Pull out the lines of the data from the line with "target: wooden post" through the final line, and reproduce them unchanged.

*** Extracted entries ***

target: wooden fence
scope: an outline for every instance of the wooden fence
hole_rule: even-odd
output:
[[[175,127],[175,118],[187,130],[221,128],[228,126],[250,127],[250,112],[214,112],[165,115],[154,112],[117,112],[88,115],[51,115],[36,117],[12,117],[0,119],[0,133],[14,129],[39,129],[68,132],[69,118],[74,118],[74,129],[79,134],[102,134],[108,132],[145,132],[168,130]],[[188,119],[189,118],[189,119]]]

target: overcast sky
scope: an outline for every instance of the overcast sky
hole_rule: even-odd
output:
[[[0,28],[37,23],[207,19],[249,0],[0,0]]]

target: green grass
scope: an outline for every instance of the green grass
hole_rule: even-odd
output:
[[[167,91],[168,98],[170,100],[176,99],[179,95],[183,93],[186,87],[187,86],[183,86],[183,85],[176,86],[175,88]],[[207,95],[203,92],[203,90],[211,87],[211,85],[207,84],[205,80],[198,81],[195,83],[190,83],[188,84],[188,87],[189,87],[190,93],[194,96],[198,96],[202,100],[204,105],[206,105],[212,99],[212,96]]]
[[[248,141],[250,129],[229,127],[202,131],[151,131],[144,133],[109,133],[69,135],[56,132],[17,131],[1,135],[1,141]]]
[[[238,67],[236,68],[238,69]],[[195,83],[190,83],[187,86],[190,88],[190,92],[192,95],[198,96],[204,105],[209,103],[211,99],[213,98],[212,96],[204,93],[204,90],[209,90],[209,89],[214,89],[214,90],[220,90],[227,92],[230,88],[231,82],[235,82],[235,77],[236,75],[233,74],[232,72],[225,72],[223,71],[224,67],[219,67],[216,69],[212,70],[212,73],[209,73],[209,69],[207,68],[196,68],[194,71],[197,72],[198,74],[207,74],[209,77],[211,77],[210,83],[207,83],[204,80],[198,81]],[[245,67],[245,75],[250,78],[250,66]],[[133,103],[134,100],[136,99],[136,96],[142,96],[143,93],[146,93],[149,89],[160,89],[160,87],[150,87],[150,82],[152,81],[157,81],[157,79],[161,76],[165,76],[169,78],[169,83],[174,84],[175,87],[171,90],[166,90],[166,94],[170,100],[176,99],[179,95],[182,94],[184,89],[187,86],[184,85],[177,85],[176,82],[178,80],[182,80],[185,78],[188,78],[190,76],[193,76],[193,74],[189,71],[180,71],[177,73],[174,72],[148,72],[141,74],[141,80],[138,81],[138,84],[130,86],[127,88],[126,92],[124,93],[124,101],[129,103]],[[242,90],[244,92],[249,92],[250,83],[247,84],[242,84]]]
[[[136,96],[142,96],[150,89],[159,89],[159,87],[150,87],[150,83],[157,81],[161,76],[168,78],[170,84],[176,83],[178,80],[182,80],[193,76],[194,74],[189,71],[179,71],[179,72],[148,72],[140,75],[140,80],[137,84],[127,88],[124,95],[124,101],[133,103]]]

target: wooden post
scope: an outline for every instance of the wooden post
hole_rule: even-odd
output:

***

## Output below
target: wooden post
scope: an outline for every instance of the wooden post
hole_rule: even-odd
output:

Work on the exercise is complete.